===== EXTRACTED MATERIAL =====

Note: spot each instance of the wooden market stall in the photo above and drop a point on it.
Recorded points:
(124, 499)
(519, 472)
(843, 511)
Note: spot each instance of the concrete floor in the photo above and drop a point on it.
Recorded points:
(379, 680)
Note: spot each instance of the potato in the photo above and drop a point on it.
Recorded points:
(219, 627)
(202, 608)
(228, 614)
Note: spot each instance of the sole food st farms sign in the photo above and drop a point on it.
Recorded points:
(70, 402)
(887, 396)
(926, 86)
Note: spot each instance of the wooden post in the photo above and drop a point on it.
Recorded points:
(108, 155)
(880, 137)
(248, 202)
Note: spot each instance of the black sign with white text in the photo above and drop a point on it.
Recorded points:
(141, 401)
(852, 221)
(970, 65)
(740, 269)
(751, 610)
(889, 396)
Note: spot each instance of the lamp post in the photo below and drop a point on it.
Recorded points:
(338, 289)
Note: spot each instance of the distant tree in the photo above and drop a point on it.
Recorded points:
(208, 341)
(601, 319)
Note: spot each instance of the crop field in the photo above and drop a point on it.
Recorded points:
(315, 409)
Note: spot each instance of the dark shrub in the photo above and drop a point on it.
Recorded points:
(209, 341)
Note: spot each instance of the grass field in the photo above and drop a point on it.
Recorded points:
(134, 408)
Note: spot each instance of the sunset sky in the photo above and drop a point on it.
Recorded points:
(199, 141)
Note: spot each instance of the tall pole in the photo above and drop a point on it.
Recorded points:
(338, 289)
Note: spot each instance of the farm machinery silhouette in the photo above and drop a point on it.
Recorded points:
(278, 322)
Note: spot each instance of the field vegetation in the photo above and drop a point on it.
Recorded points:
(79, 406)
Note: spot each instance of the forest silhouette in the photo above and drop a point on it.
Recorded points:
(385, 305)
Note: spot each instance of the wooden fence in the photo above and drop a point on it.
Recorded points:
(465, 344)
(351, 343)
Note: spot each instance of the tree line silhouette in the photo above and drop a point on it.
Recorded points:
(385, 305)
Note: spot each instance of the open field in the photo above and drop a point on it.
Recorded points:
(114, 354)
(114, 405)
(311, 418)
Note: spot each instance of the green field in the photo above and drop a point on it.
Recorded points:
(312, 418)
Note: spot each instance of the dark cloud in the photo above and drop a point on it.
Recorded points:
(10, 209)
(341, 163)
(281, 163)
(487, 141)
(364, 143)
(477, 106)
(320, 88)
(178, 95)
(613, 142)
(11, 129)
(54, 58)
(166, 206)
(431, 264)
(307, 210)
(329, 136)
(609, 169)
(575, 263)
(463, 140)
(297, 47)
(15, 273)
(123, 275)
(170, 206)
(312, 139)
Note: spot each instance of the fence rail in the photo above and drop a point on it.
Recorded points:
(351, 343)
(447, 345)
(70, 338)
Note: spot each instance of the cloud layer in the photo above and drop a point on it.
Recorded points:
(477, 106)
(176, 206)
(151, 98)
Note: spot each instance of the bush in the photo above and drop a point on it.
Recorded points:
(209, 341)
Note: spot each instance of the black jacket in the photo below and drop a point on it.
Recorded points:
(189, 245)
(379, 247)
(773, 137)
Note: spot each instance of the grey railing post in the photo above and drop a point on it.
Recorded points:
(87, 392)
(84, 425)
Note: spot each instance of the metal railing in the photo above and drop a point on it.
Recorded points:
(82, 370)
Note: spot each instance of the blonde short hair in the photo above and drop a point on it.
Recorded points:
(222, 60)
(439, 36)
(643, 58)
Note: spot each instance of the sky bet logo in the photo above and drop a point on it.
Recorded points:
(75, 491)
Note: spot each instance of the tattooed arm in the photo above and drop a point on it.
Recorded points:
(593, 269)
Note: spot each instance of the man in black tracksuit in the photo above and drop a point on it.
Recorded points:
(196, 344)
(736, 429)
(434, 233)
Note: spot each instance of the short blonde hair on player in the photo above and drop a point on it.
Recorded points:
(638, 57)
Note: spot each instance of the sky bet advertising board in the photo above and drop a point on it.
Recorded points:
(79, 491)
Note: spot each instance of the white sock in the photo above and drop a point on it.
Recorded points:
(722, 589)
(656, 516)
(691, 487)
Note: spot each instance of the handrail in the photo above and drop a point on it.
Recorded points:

=====

## DESCRIPTION OF THE TASK:
Above are several records. Count the lines among them that contain "wooden" and give only the total.

## SOLVED PROBLEM:
3